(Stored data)

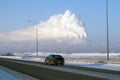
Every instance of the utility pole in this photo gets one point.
(36, 33)
(107, 30)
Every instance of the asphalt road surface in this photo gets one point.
(50, 72)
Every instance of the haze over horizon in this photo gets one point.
(74, 26)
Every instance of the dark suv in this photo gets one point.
(54, 60)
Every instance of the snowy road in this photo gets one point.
(7, 74)
(109, 75)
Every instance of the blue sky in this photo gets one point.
(15, 13)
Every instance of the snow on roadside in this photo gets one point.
(7, 74)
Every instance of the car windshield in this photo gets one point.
(57, 56)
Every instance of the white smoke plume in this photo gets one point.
(66, 26)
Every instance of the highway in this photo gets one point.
(50, 72)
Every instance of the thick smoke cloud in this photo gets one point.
(63, 32)
(59, 27)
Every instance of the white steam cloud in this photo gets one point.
(59, 27)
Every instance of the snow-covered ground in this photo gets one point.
(7, 74)
(93, 60)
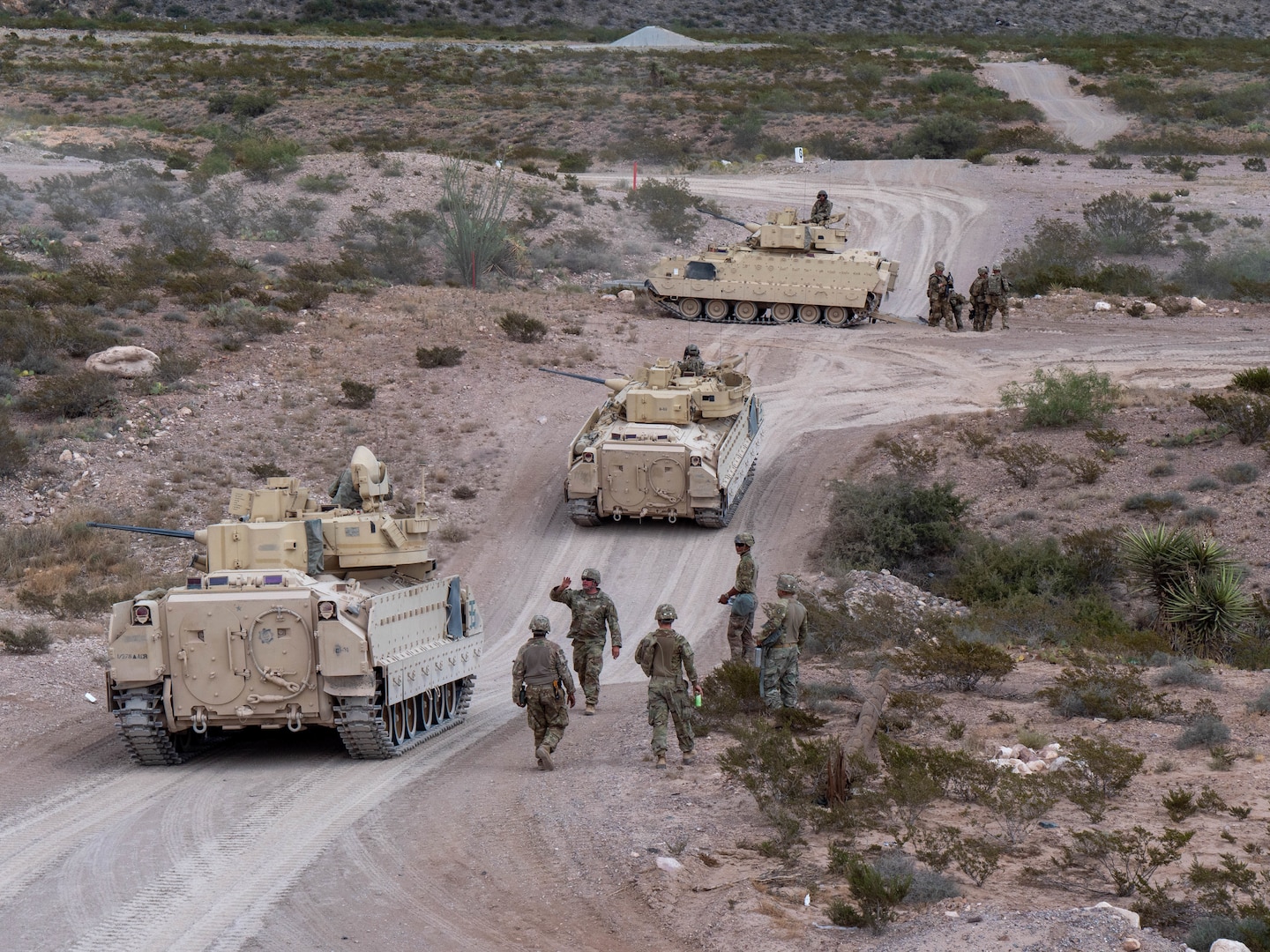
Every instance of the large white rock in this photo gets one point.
(126, 361)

■ The problem
Copy the lines above exactly and exclude every image.

■ Written response
Every instance of the utility pole in this photo gets one point.
(36, 33)
(107, 30)
Every instance of the asphalt road surface in this photo gets one point.
(50, 72)
Every instance of the haze over horizon in this photo gets one point.
(74, 26)
Every instance of the dark suv in this photo gets one point.
(54, 60)
Every instance of the snowy road in this photo gets one point.
(7, 74)
(109, 75)
Every instance of the blue sky in this photo gets one point.
(15, 13)
Every instance of the snow on roadside in this photo gets one point.
(7, 74)
Every instance of the car windshield in this photo gets one point.
(57, 56)
Every instance of the white smoke plume in this photo gets one point.
(66, 26)
Every instance of the highway in this photo gets one point.
(50, 72)
Every instance of the thick smoke cloud in this photo gets one point.
(63, 32)
(59, 27)
Every instance of the white steam cloud in this photo gets one point.
(59, 27)
Every instance of the snow-covered ground in this photo gets one point.
(7, 74)
(93, 60)
Every instance of the large white rock in this photo gets one point.
(126, 361)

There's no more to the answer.